**Problem requirements**
Your answer must be an exact copy of the listing that follows, with all pictures omitted.

═══ The data

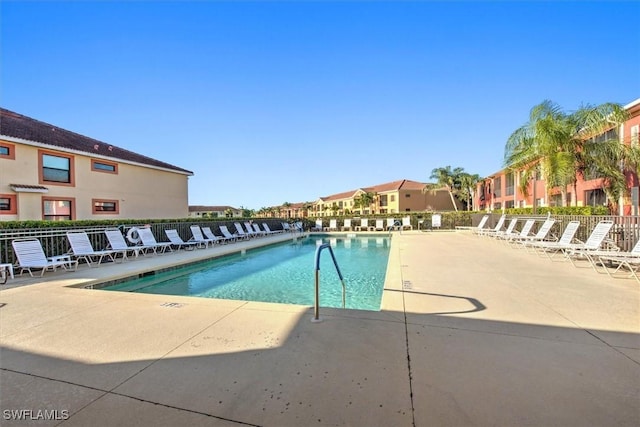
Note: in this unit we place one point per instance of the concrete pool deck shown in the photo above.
(472, 332)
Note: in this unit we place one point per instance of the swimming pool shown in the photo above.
(283, 273)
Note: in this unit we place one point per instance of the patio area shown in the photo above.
(471, 333)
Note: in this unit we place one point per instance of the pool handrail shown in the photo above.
(316, 311)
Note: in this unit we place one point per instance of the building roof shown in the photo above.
(200, 208)
(339, 196)
(403, 184)
(14, 125)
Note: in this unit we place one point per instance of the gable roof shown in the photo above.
(201, 208)
(14, 125)
(403, 184)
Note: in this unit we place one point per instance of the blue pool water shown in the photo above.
(283, 273)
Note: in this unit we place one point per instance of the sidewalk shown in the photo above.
(472, 332)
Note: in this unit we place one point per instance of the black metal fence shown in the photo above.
(625, 232)
(54, 240)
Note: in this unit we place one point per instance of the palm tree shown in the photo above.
(447, 178)
(467, 187)
(560, 145)
(287, 205)
(367, 199)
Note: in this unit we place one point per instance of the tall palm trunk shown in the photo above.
(453, 200)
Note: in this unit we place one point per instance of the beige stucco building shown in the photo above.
(199, 211)
(392, 197)
(53, 174)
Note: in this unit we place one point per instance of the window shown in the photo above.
(8, 205)
(55, 168)
(57, 209)
(104, 166)
(595, 197)
(635, 135)
(510, 184)
(7, 151)
(107, 207)
(497, 187)
(555, 200)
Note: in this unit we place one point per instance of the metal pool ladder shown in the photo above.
(316, 311)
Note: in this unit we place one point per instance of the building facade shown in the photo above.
(49, 173)
(392, 197)
(501, 190)
(214, 212)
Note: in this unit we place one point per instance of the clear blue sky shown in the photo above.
(273, 102)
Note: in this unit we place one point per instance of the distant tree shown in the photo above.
(286, 206)
(562, 146)
(447, 178)
(367, 199)
(467, 187)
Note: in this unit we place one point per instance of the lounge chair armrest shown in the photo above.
(59, 258)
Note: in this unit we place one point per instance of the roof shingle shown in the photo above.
(22, 127)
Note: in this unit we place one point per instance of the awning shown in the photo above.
(21, 188)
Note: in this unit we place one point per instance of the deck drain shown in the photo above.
(172, 304)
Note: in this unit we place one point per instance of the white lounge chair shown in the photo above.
(539, 236)
(149, 240)
(227, 234)
(268, 230)
(82, 249)
(524, 232)
(509, 231)
(242, 234)
(30, 254)
(333, 225)
(251, 231)
(364, 225)
(209, 234)
(258, 230)
(118, 243)
(551, 248)
(177, 241)
(197, 236)
(480, 227)
(629, 260)
(492, 231)
(406, 223)
(594, 247)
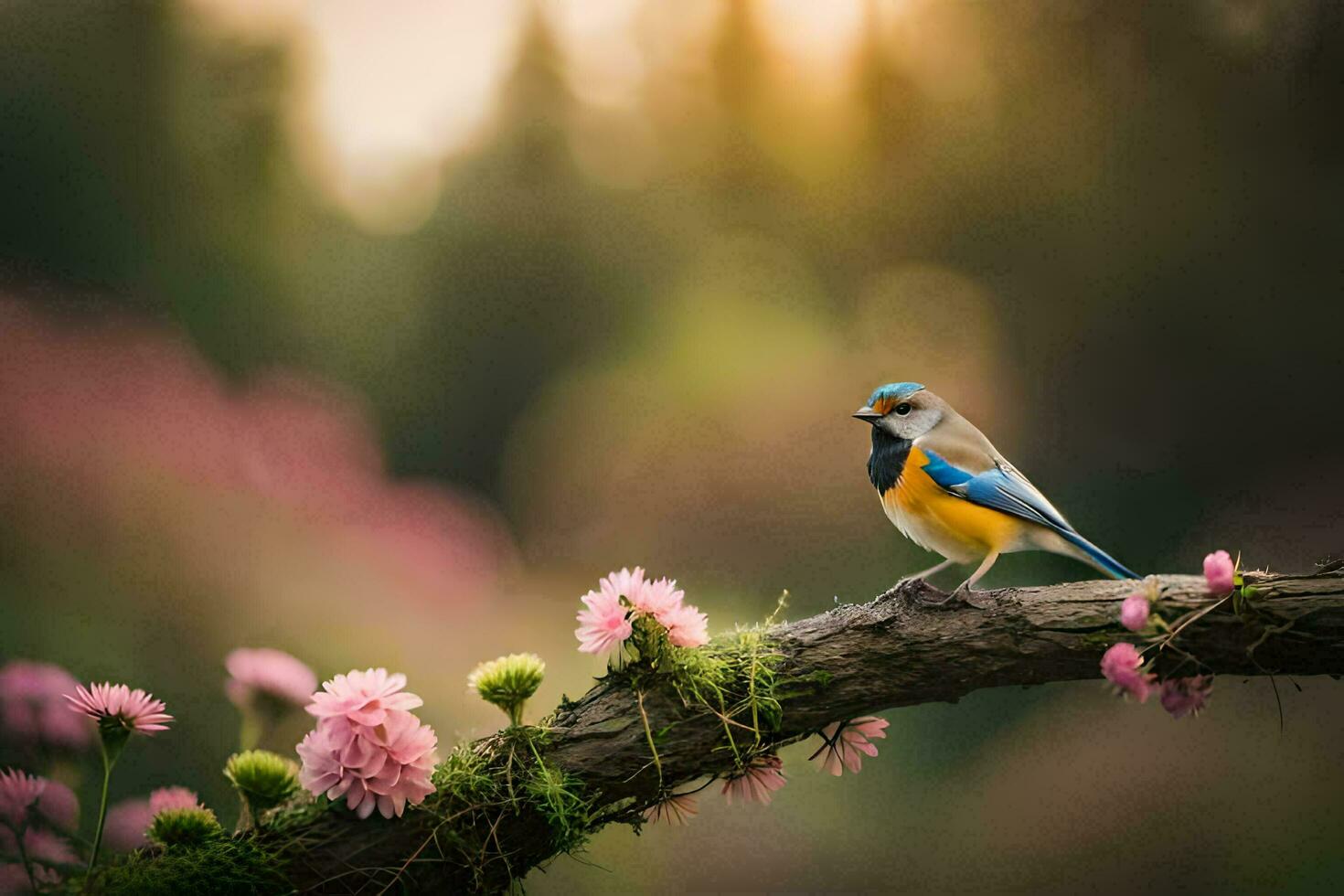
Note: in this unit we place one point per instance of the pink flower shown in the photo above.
(167, 798)
(1133, 612)
(125, 827)
(379, 764)
(31, 709)
(48, 848)
(847, 743)
(660, 597)
(626, 584)
(133, 709)
(603, 626)
(58, 806)
(677, 810)
(757, 781)
(262, 672)
(1121, 666)
(363, 698)
(1186, 696)
(14, 879)
(19, 793)
(686, 624)
(1220, 572)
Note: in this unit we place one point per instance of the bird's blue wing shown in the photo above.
(1007, 491)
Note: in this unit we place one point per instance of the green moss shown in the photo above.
(194, 827)
(222, 867)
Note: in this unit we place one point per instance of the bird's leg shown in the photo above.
(968, 587)
(925, 574)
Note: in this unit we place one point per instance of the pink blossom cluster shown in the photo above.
(31, 710)
(37, 810)
(268, 673)
(1220, 572)
(368, 747)
(623, 597)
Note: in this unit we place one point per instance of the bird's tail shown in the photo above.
(1090, 554)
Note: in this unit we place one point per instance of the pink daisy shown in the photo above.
(263, 672)
(111, 704)
(848, 741)
(19, 793)
(677, 810)
(757, 781)
(686, 624)
(31, 709)
(167, 798)
(1220, 572)
(1121, 666)
(1133, 612)
(1186, 696)
(363, 698)
(603, 624)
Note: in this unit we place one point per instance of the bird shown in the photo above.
(949, 491)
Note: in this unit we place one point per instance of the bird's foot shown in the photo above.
(968, 595)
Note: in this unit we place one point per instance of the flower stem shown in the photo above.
(23, 858)
(109, 759)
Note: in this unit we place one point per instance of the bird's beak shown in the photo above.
(867, 415)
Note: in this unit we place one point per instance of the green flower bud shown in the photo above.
(185, 827)
(508, 681)
(262, 779)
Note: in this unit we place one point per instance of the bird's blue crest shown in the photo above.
(892, 392)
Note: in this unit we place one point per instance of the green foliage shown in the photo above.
(223, 865)
(464, 776)
(508, 681)
(192, 827)
(262, 779)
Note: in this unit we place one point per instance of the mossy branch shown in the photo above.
(592, 763)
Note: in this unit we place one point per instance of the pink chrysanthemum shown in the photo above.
(1121, 666)
(48, 848)
(363, 698)
(31, 709)
(126, 824)
(677, 810)
(603, 624)
(19, 793)
(686, 624)
(1186, 696)
(848, 741)
(167, 798)
(58, 806)
(1133, 612)
(111, 704)
(628, 584)
(268, 673)
(1220, 572)
(761, 778)
(14, 879)
(379, 764)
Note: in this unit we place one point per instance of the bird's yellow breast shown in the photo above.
(933, 516)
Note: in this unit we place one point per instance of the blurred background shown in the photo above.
(377, 332)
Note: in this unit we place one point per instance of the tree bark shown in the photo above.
(901, 649)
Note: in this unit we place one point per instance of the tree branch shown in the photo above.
(901, 649)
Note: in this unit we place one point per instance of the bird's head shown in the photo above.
(903, 410)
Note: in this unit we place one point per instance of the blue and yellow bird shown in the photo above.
(949, 491)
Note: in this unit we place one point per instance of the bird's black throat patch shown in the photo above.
(887, 460)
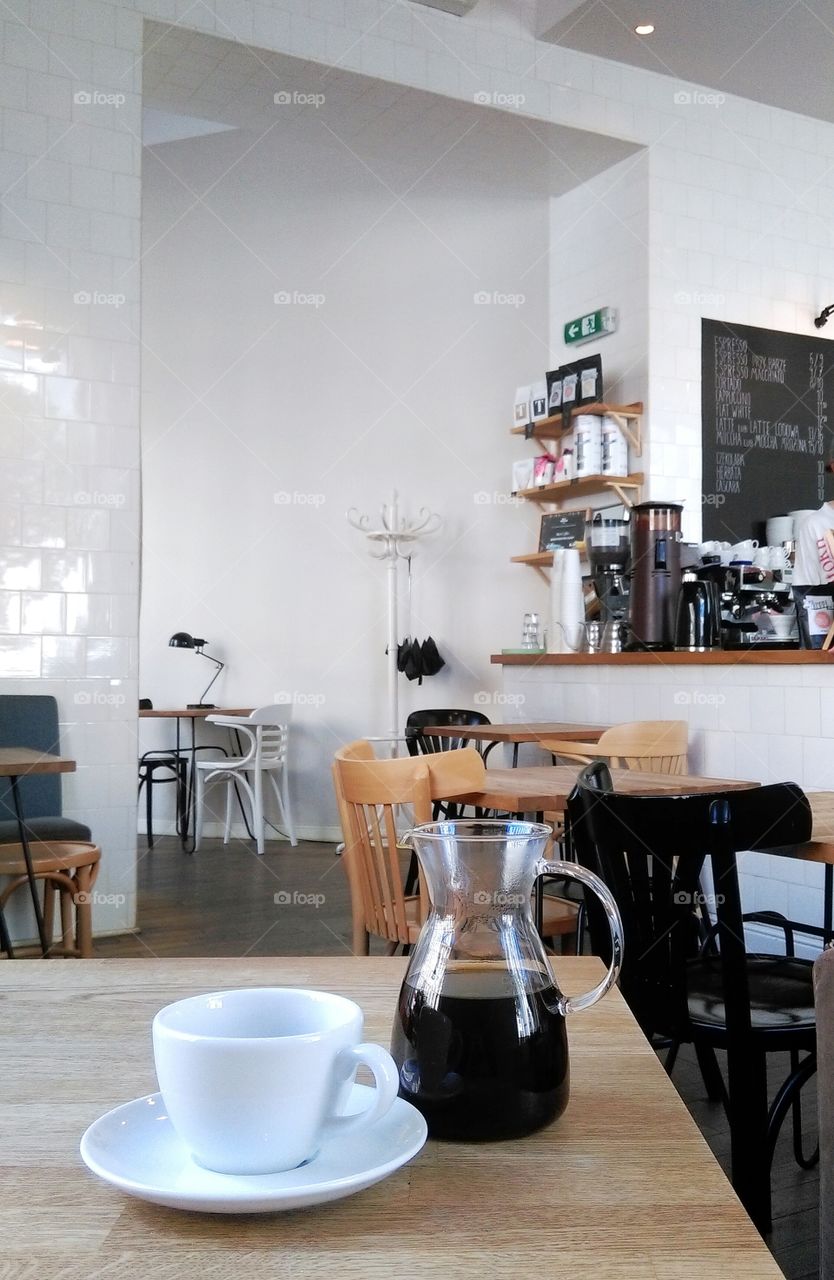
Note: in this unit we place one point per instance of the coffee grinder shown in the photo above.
(608, 548)
(655, 574)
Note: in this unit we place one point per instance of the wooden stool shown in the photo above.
(68, 869)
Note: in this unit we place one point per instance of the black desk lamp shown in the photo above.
(182, 640)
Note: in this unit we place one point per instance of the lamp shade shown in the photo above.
(182, 640)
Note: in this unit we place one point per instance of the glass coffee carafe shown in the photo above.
(480, 1031)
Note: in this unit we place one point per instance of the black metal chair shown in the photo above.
(157, 768)
(688, 979)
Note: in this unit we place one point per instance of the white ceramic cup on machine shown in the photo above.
(255, 1080)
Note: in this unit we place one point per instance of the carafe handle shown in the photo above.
(572, 871)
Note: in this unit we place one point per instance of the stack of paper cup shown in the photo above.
(567, 603)
(555, 636)
(572, 600)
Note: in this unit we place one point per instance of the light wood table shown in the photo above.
(546, 787)
(621, 1188)
(15, 763)
(517, 734)
(192, 714)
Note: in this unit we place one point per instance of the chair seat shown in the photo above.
(780, 992)
(49, 855)
(44, 828)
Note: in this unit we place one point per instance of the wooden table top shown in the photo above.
(622, 1187)
(18, 760)
(549, 786)
(193, 712)
(528, 732)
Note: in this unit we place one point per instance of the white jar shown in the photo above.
(587, 440)
(614, 449)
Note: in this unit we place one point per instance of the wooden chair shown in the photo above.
(367, 794)
(654, 746)
(824, 1004)
(68, 869)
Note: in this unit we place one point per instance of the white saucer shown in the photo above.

══════

**Output for this exercise**
Note: in this unit we place one point per instance of the concrete pool deck shown in the photo above.
(472, 332)
Note: in this unit we place one point per instance of the swimming pool shown in the photo above.
(283, 273)
Note: in this unit we place one point per instance of the patio area shown in the photo above.
(471, 333)
Note: in this unit we place one point per instance of the pool handrail shown in the photo above.
(316, 311)
Note: in this unit we place one point per instance of the building roof shown in the photo above.
(200, 208)
(339, 196)
(403, 184)
(14, 125)
Note: in this unit we place one point per instance of the gable roof shown in the photo above.
(201, 208)
(14, 125)
(403, 184)
Note: in this unit we place one point per instance of the blue pool water shown in the photo above.
(283, 273)
Note: in this unit we place one point per instance of the sidewalk shown in the photo above.
(472, 332)
Note: in this unit we place one point per instance of the black metal fence shown in the photo above.
(625, 232)
(54, 240)
Note: in this unit we place one point per instance of the palm tree shown in the photo above.
(447, 178)
(467, 187)
(560, 145)
(287, 205)
(367, 199)
Note: in this unit we place one point per instance of the tall palm trunk shown in the photo above.
(453, 200)
Note: in this unit we place one point per instance of the beige stucco building shown in the photo above.
(199, 211)
(392, 197)
(53, 174)
Note: in this unit we place one point per instance of the window shown in the photo above.
(8, 205)
(55, 168)
(57, 209)
(104, 166)
(595, 197)
(635, 135)
(510, 184)
(7, 151)
(107, 207)
(497, 187)
(555, 200)
Note: in this unit we place one point per instance of the metal pool ladder shown in the photo above.
(316, 311)
Note: in this unit we place one point per instance of the building facade shown in the photo above.
(49, 173)
(392, 197)
(501, 190)
(214, 212)
Note: in this unit we place one point per instance of the clear blue sky shown in the photo above.
(273, 102)
Note: in this unit we place one point per instance of the distant tree shown in the photo above.
(286, 206)
(562, 146)
(447, 178)
(367, 199)
(467, 187)
Note: in this unit we place one point per instance of the lounge chair armrest shown in the photo above.
(59, 258)
Note: in this unit we place one point per instance of the roof shingle shown in the photo above.
(22, 127)
Note: in this unit we place one point per instance of the awning shown in the photo above.
(21, 188)
Note: in this unit we place one point per instance of the deck drain shown in the photo above.
(172, 304)
Note: in this unit we place one point per instance of the white lounge chair shown in the photo above.
(539, 236)
(149, 240)
(227, 234)
(268, 230)
(82, 249)
(524, 232)
(509, 231)
(242, 234)
(30, 254)
(333, 225)
(251, 231)
(364, 225)
(209, 234)
(258, 230)
(118, 243)
(551, 248)
(177, 241)
(197, 236)
(480, 227)
(629, 260)
(492, 231)
(406, 223)
(594, 247)
Note: in this unit we place one point per instance of the pink flower shown in the photo above.
(167, 798)
(1133, 612)
(125, 827)
(379, 764)
(31, 709)
(48, 848)
(847, 743)
(660, 597)
(626, 584)
(133, 709)
(603, 626)
(58, 806)
(677, 810)
(757, 781)
(262, 672)
(1121, 666)
(363, 698)
(1186, 696)
(14, 879)
(19, 793)
(686, 624)
(1220, 572)
Note: in this unit we place one point per instance of the bird's blue wing shown in the photo above.
(1007, 491)
Note: in this unit we place one point per instance of the green moss shown in the photo above.
(194, 827)
(222, 867)
Note: in this unit we place one point per instance of the bird's leg shown in the photo above.
(968, 587)
(925, 574)
Note: in this unit we place one point per instance of the pink blossom cluster shown in the photo above.
(31, 710)
(37, 810)
(268, 673)
(1220, 572)
(368, 747)
(623, 597)
Note: in this unit we place one point per instance of the bird's tail shown in the photo above.
(1090, 554)
Note: in this unit we place one point per instance of the pink daisy shown in the photo above.
(263, 672)
(111, 704)
(848, 741)
(19, 793)
(677, 810)
(757, 781)
(686, 624)
(31, 709)
(167, 798)
(1220, 572)
(1121, 666)
(1133, 612)
(1186, 696)
(363, 698)
(603, 624)
Note: in this unit we place one point per instance of the bird shown in the photo above.
(949, 491)
Note: in this unit we place one point per instance of the bird's foot shown in the photo above.
(968, 595)
Note: in this unit we place one point per instance of the flower stem shown in the photo above.
(23, 858)
(109, 759)
Note: in this unit we place one point per instance of the bird's beak shown in the photo above.
(867, 415)
Note: in this unit we place one point per instance of the green flower bud shown in the photo above.
(185, 827)
(508, 681)
(262, 779)
Note: in this unit we place one point per instance of the bird's blue crest shown in the photo above.
(892, 392)
Note: in this unit we place one point per instance of the green foliage shown in the photo above.
(223, 865)
(464, 776)
(508, 681)
(192, 827)
(262, 779)
Note: in this unit we place one point per instance of the mossy branch shown in the photo above.
(592, 763)
Note: in this unit we place one point per instance of the pink chrysanthemum shown in the photo above.
(1121, 666)
(48, 848)
(363, 698)
(31, 709)
(126, 824)
(677, 810)
(603, 624)
(19, 793)
(686, 624)
(1186, 696)
(848, 741)
(167, 798)
(58, 806)
(1133, 612)
(111, 704)
(628, 584)
(268, 673)
(1220, 572)
(761, 778)
(14, 879)
(379, 764)
Note: in this unit we place one point per instance of the bird's yellow breast shown in the photo above.
(933, 516)
Note: in this unit we place one point per instance of the blurred background shown in the photo above.
(377, 332)
Note: in this unit we place one point per instance of the tree bark shown in the photo above.
(901, 649)
Note: in this unit we place one point per instance of the tree branch shown in the photo above.
(901, 649)
Note: in this unit we place one point per instance of the bird's head shown in the photo above.
(903, 410)
Note: in this unit we place one point per instance of the blue and yellow bird shown in the photo above.
(949, 491)
Note: in this unit we place one point per instance of the bird's black throat patch shown in the photo above.
(887, 460)
Note: in this unit we place one point per instance of the coffee grinder shown in the photo above.
(608, 548)
(655, 574)
Note: in this unit we place one point per instance of the wooden stool shown in the photo above.
(68, 869)
Note: in this unit we place one point per instance of the black desk lamp shown in the photo above.
(182, 640)
Note: in this unit we place one point per instance of the lamp shade shown in the photo above.
(182, 640)
Note: in this unit we place one point per instance of the glass coffee carafe shown in the photo above.
(480, 1031)
Note: in this unit we place one point per instance of the black metal chair shown in the photo above.
(157, 768)
(688, 979)
Note: in this unit we place one point per instance of the white ceramic cup on machine shown in the photo above.
(255, 1080)
Note: in this unit we place one point per instance of the carafe handle shown in the photo above.
(572, 871)
Note: in this unit we place one point per instance of the stack of paper cup shown in the photo above.
(567, 603)
(555, 636)
(572, 600)
Note: in this unit we place one point per instance of the light wood table shown in the photo above.
(546, 787)
(621, 1188)
(15, 763)
(517, 734)
(192, 714)
Note: in this unit we place one point per instance of the chair seat shown in the photo above.
(780, 992)
(49, 855)
(44, 828)
Note: in this unit we place one point per instance of the wooden table top shown in the photo above.
(622, 1187)
(18, 760)
(549, 786)
(193, 712)
(528, 732)
Note: in this unit we place one point per instance of the white jar shown in the photo above.
(587, 440)
(614, 449)
Note: in this unit we place one point per instance of the wooden chair shown in the photo above.
(367, 794)
(654, 746)
(824, 1004)
(68, 869)
Note: in this unit we place one point per instance of the white saucer shown in the photo above.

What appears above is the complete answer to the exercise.